__Exercise input__:
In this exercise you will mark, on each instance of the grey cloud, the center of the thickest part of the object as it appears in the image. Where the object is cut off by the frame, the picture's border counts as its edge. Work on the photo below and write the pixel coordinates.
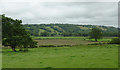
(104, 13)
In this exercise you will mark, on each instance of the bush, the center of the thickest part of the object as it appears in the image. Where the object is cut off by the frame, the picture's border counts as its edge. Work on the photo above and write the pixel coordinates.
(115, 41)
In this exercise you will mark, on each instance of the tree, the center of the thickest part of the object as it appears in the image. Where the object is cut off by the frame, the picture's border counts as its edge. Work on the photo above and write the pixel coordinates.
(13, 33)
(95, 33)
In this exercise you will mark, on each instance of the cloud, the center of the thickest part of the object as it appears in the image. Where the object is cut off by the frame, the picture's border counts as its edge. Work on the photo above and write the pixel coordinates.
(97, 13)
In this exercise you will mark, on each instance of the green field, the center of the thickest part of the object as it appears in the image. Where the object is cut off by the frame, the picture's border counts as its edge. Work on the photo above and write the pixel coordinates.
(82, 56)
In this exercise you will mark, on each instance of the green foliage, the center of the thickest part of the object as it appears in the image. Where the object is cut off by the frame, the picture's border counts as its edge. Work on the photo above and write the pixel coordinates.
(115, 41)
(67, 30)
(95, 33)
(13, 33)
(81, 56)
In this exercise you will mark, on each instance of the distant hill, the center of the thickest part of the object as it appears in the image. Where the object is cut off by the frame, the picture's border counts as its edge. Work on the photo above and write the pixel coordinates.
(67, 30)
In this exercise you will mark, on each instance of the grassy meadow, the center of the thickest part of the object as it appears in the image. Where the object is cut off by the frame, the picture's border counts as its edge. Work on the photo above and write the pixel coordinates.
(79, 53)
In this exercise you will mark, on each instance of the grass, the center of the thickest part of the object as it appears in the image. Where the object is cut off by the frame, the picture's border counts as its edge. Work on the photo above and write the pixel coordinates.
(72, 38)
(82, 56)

...

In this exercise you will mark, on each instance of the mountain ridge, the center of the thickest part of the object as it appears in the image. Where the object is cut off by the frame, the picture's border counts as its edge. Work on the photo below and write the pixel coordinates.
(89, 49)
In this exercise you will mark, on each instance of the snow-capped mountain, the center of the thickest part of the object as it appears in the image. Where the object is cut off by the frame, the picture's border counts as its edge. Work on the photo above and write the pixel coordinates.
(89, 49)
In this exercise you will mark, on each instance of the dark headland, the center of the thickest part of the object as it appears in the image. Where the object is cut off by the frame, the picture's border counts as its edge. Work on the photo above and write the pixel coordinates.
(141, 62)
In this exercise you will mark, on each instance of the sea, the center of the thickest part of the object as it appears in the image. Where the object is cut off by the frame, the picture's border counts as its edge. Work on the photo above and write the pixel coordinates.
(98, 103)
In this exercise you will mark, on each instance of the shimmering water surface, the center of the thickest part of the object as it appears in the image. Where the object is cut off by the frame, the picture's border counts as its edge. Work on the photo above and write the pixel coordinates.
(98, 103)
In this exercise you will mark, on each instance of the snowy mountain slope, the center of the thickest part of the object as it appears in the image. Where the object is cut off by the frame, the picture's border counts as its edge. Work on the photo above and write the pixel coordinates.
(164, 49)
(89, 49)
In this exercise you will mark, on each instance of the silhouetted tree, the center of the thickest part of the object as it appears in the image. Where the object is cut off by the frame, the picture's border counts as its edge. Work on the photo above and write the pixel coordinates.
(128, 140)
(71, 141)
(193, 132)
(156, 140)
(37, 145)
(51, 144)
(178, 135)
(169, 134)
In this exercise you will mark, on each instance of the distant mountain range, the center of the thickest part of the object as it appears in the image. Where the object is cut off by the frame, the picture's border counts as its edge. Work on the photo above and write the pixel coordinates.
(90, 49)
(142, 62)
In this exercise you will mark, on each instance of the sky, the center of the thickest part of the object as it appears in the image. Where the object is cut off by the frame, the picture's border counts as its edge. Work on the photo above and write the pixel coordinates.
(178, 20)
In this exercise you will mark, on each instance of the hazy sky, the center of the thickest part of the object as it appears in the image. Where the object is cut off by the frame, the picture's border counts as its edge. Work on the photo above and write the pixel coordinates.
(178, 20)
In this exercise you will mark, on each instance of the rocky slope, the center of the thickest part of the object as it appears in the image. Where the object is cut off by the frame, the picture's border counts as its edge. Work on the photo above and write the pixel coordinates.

__Exercise__:
Quote the entries verbatim, starting at the line containing "of the hazy" and ending at the line containing "of the rocky", with both of those lines included.

__Expected answer__:
In this exercise you will mark, on each instance of the hazy sky, the center of the thickest part of the object as it appears in the image. Where the object is cut off by the frame, the picture's border counts as its edge. Work on the photo above and write the pixel coordinates.
(178, 20)
In this exercise you will mark, on each instance of the rocky slope, the center of the thickest part of the object as it appears in the image. Where the object is cut off by the frame, the picture's border counts as its edge. Work on the photo above and write the pixel coordinates.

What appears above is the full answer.